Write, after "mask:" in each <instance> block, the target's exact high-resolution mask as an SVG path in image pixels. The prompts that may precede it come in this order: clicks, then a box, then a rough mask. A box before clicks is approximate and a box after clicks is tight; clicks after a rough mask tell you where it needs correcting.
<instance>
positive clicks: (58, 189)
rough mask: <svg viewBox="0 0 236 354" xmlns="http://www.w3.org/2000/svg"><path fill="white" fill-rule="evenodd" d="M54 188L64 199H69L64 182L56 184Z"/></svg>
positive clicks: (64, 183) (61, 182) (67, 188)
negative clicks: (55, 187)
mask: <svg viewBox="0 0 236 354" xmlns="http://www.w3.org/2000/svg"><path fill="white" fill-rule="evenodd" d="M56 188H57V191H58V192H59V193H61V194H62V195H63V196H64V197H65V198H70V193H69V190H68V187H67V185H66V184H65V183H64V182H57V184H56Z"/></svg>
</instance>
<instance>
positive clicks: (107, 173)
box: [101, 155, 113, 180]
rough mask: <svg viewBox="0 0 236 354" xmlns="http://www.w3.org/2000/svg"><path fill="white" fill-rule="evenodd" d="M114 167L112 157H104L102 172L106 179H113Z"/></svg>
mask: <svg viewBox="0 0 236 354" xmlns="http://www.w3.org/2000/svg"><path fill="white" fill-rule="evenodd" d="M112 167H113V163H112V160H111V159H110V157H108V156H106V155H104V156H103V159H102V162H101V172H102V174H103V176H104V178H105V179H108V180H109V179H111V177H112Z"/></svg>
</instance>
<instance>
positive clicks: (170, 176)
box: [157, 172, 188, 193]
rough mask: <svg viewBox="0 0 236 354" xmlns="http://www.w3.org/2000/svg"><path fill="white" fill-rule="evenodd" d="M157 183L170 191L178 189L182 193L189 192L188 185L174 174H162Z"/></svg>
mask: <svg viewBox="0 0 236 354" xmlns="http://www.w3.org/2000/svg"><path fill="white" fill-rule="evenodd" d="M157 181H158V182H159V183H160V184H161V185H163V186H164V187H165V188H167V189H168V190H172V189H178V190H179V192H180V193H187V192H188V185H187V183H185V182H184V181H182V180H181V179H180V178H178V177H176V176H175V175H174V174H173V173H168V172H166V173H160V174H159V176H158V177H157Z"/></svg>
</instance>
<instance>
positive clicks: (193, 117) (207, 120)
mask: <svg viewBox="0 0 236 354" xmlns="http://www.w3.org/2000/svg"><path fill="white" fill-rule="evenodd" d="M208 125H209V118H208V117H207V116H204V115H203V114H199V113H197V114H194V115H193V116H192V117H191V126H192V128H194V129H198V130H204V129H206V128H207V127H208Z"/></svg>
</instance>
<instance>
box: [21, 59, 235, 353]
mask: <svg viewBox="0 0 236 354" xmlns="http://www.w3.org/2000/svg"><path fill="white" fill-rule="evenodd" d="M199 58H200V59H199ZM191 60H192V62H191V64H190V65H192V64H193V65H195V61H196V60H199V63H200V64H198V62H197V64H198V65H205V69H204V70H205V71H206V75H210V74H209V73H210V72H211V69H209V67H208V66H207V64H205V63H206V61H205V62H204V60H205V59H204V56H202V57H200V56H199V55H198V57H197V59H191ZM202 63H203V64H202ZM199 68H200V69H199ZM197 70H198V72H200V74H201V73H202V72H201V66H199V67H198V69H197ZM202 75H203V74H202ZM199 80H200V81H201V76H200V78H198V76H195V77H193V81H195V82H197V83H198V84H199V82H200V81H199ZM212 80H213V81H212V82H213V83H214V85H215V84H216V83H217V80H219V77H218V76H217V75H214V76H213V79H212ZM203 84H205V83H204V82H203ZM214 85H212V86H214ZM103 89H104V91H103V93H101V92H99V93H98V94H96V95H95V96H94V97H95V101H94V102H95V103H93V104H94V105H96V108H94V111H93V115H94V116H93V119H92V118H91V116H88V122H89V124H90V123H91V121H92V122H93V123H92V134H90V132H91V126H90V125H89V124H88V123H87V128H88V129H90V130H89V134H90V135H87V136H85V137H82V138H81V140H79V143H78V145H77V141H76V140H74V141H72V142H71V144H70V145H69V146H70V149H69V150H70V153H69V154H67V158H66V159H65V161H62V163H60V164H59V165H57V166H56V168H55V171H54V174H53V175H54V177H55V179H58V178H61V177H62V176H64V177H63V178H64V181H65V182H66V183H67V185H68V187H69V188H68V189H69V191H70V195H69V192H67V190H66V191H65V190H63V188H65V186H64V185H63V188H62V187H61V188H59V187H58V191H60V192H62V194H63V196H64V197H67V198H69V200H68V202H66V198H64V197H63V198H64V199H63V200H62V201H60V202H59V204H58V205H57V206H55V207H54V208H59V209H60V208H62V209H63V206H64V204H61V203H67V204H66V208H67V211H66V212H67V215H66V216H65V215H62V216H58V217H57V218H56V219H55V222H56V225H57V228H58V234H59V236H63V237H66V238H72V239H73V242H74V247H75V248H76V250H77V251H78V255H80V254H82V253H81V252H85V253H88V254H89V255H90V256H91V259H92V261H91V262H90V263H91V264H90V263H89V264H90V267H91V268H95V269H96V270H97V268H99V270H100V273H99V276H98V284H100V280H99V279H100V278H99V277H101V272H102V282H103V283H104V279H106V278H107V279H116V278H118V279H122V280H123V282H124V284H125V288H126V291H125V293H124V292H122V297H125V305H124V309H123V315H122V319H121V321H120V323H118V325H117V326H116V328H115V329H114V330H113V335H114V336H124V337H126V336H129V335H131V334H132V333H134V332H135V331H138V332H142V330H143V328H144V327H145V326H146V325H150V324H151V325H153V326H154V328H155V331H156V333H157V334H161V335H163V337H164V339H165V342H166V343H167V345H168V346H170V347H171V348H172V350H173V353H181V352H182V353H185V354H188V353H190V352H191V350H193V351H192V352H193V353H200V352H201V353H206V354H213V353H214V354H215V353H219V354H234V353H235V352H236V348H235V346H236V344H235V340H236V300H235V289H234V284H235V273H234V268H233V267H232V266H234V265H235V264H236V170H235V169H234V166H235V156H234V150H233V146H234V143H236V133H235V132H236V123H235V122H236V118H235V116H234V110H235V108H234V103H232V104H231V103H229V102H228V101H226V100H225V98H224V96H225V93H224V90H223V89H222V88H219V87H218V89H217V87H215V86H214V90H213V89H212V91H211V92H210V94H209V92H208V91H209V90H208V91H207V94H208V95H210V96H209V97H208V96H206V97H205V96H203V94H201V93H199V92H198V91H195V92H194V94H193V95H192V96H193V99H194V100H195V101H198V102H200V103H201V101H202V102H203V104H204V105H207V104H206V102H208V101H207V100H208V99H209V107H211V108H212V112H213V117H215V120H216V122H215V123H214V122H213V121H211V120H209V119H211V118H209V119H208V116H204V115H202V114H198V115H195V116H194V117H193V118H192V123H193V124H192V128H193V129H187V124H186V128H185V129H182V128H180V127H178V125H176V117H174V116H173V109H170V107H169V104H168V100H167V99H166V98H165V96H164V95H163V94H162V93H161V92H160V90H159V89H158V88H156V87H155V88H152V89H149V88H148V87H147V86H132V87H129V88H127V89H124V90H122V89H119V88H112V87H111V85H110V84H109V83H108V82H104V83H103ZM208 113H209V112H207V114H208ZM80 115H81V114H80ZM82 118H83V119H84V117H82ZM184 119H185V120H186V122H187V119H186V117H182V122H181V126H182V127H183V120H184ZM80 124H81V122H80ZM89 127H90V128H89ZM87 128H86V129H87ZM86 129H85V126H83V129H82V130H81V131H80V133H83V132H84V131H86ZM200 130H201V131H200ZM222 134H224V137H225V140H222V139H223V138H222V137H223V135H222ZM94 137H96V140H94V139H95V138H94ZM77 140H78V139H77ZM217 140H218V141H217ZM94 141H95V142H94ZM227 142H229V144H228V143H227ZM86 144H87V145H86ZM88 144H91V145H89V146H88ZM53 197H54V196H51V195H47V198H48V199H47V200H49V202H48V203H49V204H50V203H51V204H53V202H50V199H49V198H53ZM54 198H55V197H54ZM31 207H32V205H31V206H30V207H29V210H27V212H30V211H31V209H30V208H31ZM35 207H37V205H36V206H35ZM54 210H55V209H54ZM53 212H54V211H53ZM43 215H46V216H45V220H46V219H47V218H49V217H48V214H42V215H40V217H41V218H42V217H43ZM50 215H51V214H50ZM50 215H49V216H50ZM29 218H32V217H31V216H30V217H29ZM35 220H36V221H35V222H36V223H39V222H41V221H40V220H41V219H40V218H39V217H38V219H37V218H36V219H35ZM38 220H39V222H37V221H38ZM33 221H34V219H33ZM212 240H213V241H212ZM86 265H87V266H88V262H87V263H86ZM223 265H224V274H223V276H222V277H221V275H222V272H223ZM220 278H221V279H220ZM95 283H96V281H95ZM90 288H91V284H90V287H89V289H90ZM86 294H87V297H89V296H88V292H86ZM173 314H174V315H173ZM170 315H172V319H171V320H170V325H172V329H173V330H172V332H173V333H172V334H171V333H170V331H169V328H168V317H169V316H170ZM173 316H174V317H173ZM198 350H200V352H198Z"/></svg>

• • • • •

* **TASK ITEM**
Starting with the first line of the listing, output each line exactly until you have included the one containing "188L64 199H69L64 182L56".

* **REPLY**
Write, after "mask:" in each <instance> block, the target's exact high-resolution mask as an SVG path in image pixels. The prompts that may precede it come in this order: clicks, then a box, then a rough mask. A box before clicks is approximate and a box after clicks is tight; clicks after a rough mask tell you where it needs correcting.
<instance>
positive clicks: (58, 189)
rough mask: <svg viewBox="0 0 236 354" xmlns="http://www.w3.org/2000/svg"><path fill="white" fill-rule="evenodd" d="M54 188L64 199H69L64 182L56 184Z"/></svg>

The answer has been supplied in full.